AIM OF THE EXERCISE:
Only the lines running from the one with "If you could point at the white sky" to the end of the listing should be returned, each exactly as it appears, with both ends kept.

DATA PROVIDED:
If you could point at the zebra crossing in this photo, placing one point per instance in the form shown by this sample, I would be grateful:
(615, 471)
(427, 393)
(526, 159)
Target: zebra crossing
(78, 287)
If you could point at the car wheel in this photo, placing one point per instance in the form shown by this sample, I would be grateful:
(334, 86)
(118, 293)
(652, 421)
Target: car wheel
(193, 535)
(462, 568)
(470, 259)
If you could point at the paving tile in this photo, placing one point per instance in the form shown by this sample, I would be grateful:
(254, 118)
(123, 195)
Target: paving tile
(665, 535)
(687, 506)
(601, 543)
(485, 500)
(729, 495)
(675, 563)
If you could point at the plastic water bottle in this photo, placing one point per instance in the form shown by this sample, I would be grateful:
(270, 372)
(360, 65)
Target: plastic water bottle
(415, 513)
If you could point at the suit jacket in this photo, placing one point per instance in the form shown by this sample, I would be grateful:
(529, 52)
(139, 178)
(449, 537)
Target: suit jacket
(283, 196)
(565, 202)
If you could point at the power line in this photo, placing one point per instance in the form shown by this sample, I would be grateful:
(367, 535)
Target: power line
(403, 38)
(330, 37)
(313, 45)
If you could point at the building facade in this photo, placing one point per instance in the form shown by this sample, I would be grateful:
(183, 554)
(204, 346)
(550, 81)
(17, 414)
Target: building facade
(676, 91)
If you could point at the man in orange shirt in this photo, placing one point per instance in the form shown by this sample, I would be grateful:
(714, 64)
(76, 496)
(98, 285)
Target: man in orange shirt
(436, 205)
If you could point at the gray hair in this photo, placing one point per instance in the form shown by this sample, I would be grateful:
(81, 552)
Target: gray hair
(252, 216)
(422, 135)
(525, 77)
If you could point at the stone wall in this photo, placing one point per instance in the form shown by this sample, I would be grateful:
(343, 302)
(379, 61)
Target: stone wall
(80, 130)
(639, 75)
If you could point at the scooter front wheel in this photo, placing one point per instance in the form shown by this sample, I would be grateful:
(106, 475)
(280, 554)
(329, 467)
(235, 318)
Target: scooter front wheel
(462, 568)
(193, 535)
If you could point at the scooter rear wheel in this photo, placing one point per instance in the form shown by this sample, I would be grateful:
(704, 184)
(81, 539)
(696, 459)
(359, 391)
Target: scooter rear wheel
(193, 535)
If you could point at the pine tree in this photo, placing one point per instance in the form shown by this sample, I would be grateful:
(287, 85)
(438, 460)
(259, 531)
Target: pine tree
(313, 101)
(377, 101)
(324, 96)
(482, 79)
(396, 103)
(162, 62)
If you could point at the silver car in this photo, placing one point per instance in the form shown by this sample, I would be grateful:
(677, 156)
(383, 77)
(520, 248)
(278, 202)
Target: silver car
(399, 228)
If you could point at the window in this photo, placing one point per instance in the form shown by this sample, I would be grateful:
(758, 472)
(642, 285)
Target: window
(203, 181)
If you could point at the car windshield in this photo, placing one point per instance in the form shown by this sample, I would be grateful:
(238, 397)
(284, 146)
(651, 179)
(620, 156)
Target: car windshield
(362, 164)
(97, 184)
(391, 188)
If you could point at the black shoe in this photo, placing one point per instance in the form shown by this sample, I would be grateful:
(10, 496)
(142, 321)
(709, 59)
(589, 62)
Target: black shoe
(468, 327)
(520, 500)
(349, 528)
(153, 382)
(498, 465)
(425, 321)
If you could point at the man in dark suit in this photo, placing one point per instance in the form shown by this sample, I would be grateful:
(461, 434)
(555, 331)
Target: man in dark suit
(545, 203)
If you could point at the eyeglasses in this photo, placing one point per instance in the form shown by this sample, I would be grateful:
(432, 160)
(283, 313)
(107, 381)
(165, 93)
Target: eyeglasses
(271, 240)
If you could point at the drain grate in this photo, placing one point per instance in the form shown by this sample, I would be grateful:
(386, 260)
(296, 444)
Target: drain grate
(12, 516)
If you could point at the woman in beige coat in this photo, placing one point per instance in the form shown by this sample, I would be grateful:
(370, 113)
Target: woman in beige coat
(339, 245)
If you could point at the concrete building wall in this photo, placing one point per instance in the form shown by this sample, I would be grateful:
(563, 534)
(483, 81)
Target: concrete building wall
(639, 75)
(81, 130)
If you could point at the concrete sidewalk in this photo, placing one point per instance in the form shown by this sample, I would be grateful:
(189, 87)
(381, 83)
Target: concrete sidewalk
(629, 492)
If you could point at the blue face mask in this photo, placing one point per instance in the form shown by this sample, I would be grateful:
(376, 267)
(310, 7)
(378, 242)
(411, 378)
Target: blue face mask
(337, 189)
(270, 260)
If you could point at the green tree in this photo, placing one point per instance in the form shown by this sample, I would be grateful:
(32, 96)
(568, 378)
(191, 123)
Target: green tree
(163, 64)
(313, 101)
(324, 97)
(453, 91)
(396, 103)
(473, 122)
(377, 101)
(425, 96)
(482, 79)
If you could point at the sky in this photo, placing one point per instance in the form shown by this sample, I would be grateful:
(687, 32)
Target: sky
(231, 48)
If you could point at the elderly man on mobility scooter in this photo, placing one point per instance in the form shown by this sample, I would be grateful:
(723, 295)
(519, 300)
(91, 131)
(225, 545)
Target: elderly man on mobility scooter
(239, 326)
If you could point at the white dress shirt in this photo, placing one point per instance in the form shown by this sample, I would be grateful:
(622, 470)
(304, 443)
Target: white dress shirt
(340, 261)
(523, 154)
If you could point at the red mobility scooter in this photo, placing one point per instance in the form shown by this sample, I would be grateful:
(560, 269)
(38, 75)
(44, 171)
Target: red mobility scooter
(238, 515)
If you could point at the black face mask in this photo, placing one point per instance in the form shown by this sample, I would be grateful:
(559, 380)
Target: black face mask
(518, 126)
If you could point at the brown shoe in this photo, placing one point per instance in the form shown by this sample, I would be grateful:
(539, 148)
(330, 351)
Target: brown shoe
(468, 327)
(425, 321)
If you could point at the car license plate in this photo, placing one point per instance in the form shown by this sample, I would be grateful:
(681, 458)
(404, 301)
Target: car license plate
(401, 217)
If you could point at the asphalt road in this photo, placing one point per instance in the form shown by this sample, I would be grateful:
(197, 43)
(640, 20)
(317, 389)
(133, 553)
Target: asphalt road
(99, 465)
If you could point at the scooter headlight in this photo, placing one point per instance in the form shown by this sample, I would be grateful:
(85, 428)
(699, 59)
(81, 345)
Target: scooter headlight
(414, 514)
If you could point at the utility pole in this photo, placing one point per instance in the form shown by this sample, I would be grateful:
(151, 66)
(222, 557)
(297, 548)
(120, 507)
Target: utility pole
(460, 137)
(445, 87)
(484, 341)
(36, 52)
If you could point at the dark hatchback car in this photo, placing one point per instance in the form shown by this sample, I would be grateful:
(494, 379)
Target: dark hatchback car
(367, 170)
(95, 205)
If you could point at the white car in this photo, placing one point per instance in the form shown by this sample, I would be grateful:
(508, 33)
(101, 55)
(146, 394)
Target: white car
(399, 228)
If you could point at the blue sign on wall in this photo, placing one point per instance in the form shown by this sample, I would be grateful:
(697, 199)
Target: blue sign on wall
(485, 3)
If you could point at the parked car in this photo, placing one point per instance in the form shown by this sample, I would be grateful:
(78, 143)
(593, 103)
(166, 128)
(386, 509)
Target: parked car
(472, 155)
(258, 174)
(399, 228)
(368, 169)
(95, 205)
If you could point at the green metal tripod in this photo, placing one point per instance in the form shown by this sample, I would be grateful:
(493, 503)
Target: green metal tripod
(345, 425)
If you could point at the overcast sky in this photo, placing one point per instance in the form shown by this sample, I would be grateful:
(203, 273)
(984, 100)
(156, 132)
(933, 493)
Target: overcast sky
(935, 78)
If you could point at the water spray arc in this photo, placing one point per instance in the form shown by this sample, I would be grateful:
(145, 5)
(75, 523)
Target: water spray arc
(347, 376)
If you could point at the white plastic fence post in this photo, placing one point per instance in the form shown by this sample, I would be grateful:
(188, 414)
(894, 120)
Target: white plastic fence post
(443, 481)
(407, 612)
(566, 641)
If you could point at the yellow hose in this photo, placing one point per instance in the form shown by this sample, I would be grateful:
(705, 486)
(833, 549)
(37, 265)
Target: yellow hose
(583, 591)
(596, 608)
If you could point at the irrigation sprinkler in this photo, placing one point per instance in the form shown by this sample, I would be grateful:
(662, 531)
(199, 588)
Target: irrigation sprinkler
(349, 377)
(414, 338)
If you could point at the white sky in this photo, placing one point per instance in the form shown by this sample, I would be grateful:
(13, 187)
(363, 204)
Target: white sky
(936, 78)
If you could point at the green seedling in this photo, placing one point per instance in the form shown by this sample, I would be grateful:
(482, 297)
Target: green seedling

OUTPUT FOR THIS TASK:
If you could point at the white sky in this photo, placing one point per instance in the form shown by this sample, I would be grateful:
(13, 187)
(363, 204)
Target: white sky
(936, 78)
If you could point at the green seedling in this photo, placing one point per instance in the form shown by this sample, I would be grateful:
(482, 297)
Target: green seedling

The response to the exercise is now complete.